— Start of Dataset content —

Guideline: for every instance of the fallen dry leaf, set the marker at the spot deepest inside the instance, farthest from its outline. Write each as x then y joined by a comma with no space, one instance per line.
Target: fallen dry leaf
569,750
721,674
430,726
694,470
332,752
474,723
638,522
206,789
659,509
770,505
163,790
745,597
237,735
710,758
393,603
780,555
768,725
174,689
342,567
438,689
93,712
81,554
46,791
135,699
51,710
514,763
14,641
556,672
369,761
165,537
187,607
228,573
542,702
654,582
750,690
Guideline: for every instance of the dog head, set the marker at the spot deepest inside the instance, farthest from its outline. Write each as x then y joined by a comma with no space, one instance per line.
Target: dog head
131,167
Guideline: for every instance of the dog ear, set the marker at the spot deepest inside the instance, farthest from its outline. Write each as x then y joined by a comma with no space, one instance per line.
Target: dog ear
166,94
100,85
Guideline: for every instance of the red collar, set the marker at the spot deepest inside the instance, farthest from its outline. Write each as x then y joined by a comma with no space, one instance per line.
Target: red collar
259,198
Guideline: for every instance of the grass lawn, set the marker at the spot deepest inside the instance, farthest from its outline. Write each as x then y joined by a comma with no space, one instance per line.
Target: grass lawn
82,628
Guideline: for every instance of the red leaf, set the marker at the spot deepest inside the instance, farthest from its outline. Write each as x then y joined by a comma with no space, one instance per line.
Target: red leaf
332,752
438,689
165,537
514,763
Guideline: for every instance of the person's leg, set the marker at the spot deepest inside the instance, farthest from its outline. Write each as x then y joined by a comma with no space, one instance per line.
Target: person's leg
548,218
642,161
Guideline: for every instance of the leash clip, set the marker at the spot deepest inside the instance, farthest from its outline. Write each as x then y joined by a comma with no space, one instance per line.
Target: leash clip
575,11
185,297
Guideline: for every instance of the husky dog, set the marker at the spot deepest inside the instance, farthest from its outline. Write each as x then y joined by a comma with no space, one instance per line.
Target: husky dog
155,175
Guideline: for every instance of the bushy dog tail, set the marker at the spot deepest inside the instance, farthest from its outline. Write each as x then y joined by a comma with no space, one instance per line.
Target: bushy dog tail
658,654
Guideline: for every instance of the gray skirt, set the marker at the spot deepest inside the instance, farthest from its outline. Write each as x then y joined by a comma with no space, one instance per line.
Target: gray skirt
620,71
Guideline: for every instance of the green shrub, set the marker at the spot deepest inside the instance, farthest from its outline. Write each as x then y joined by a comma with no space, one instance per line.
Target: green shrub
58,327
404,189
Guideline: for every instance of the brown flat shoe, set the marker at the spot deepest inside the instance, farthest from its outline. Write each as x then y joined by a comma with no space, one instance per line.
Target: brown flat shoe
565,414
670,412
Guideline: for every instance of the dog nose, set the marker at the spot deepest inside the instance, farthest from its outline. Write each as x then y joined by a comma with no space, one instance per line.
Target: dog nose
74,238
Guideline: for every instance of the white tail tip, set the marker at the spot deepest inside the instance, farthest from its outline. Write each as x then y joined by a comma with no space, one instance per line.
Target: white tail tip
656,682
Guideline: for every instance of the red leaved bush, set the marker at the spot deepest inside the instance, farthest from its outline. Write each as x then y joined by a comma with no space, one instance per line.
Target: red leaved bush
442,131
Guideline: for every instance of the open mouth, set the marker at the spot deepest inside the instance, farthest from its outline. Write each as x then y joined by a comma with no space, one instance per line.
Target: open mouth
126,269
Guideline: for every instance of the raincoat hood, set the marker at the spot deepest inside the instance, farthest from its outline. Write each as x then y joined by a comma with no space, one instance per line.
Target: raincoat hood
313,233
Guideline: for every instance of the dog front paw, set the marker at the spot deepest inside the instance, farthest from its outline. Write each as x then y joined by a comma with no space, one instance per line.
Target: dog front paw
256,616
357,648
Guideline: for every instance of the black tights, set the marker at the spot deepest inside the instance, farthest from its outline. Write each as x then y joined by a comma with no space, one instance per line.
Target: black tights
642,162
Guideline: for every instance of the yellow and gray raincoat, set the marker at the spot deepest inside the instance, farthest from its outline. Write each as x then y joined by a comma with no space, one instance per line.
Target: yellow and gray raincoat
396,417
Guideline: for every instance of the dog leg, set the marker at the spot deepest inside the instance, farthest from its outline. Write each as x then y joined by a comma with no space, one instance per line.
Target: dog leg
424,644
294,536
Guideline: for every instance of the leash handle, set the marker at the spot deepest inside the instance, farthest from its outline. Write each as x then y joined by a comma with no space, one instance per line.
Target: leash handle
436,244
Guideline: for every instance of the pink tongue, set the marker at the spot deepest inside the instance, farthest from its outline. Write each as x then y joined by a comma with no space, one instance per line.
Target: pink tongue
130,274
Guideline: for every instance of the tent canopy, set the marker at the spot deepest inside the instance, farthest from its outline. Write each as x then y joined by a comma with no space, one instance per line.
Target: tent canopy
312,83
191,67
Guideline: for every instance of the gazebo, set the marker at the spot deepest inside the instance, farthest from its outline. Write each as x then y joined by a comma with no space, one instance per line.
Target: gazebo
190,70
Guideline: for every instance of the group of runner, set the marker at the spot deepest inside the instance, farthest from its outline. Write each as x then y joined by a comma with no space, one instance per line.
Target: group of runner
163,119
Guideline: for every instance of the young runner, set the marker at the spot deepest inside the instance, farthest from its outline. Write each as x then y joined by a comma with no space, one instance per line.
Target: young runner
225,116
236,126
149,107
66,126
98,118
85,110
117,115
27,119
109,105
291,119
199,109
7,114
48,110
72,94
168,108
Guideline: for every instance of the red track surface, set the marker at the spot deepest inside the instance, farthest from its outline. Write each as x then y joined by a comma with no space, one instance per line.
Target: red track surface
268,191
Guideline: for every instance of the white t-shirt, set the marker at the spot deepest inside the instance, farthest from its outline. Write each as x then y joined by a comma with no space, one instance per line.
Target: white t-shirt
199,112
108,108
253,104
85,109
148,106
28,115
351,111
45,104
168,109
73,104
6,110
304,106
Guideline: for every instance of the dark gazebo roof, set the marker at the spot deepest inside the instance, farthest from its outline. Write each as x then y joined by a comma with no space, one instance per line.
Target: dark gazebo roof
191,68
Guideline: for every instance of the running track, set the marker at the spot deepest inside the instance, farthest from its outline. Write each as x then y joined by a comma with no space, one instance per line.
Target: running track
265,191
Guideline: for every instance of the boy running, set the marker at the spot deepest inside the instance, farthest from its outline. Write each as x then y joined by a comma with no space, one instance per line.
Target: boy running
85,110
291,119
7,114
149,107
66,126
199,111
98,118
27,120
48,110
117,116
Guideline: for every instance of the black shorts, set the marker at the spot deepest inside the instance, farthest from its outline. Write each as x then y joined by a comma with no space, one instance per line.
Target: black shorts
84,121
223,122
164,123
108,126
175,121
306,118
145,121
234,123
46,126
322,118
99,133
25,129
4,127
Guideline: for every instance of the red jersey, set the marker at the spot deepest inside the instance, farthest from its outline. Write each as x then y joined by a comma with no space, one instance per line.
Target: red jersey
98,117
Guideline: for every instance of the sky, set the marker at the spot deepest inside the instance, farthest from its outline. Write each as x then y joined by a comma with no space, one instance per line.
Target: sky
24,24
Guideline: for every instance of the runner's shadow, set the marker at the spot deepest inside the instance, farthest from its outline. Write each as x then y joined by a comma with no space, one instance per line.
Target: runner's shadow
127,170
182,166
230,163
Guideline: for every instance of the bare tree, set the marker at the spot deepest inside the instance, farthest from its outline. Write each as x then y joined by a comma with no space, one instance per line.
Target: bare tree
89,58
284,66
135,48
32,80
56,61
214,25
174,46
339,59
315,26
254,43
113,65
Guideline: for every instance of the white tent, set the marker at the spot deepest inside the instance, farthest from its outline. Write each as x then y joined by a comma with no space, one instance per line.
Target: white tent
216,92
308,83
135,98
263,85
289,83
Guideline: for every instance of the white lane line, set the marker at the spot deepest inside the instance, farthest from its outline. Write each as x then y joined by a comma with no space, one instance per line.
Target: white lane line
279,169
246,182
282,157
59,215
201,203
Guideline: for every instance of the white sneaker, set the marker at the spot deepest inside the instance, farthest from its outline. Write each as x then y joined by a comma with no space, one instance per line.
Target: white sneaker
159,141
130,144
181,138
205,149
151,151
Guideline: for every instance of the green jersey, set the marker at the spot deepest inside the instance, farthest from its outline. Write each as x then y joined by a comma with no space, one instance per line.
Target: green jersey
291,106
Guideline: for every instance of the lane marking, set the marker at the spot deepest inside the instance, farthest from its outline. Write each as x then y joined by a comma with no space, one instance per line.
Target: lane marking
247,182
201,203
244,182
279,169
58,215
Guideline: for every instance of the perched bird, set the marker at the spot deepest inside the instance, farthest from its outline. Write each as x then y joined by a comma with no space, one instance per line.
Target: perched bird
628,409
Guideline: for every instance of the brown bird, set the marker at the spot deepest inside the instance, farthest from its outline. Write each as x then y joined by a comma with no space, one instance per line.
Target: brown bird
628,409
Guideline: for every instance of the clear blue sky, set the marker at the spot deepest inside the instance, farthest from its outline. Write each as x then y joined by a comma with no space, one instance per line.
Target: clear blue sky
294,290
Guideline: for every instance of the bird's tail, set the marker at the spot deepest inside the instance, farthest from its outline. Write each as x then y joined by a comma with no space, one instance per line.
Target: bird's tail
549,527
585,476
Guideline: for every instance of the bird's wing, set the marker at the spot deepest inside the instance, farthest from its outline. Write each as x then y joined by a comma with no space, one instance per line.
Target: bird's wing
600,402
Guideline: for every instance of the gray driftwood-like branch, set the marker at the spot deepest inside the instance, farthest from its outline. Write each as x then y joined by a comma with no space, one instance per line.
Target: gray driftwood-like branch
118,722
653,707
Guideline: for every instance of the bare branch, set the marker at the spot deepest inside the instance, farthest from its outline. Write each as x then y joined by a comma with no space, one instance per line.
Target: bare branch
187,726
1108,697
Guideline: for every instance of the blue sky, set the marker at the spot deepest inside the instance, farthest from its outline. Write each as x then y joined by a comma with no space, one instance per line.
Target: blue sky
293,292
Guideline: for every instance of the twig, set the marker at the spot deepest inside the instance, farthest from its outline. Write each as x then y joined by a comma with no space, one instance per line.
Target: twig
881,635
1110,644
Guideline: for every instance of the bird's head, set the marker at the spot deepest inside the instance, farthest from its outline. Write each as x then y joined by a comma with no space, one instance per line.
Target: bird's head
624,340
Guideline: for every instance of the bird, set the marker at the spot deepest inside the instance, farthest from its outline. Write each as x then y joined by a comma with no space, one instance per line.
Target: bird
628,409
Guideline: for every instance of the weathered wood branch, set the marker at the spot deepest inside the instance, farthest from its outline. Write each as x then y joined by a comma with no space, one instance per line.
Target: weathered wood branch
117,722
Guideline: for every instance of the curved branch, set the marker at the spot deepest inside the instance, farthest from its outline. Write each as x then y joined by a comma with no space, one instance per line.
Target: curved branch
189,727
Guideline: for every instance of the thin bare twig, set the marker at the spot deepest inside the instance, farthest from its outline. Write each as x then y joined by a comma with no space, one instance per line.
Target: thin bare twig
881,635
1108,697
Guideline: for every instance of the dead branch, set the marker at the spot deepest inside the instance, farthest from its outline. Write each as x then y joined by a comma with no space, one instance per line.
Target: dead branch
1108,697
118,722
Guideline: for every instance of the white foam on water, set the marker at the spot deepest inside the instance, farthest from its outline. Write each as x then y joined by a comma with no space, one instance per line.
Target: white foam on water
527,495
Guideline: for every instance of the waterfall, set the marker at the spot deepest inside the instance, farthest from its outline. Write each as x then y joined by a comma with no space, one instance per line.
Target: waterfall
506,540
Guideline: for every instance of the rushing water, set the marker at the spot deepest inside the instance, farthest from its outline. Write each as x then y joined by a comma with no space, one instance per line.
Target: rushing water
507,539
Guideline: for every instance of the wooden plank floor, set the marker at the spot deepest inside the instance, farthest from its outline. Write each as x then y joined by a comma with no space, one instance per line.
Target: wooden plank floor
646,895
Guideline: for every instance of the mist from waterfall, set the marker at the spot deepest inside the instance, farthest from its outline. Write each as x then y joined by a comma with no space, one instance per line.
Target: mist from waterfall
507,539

— End of Dataset content —

Exercise instructions
Return exactly the lines from the line bearing "Guideline: for every instance of the weathered" to the end of the records, inclusive of both; include no other lines.

Response
Guideline: for every instance of the weathered wood branch, set the marker at the spot deepest inside the instance, farthest from its outline. Write each as x then y joined by a comma with no space, one instance per line.
Target: weathered wood branch
117,722
Guideline: for every instance of the curved branch, set the marker at the spot deepest inside the instance, farthest from its outline. Write each as x then y joined by a comma with no space, one instance per line.
Target: curved branch
189,727
Guideline: for every instance of the thin bare twig, set the marker at the spot deepest inside the instance, farthest from its outline. Write each as x then y joined by a comma with no space, one instance per line.
Target: thin bare twig
881,635
1108,697
Guideline: for every instance of the dead branch, set the marker at the spot deepest inside the instance, farthest from its outline. Write each as x then y joined by a comma with no space, one instance per line.
Target: dead branch
1108,697
118,722
Guideline: for every instance of the white foam on water, set the marker at the spot deepest inside the instance, farthest from its outline. Write each as x then y joined by a comma with no space, one instance per line.
Target: white foam on water
527,495
Guideline: for every instance of the waterfall, set the marker at the spot deepest inside the instance, farthest from its outline. Write each as x then y joined by a comma with no space, one instance per line.
Target: waterfall
506,540
Guideline: for every instance of the rushing water, set the marker at the spot deepest inside the instance, farthest from its outline. Write each as x then y joined by a comma with no space, one instance per line.
Target: rushing water
507,539
Guideline: for every instance of the wooden plank floor, set the marker at the spot deepest inside the instance, farthest from its outline. Write each as x then y joined by a comma with no space, one instance per line.
Target: wooden plank floor
646,895
Guideline: for every instance of the mist from waterfall, set the marker at the spot deepest inside the instance, farthest from its outline. Write each as x then y joined by a comma with no space, one instance per line.
Target: mist from waterfall
507,539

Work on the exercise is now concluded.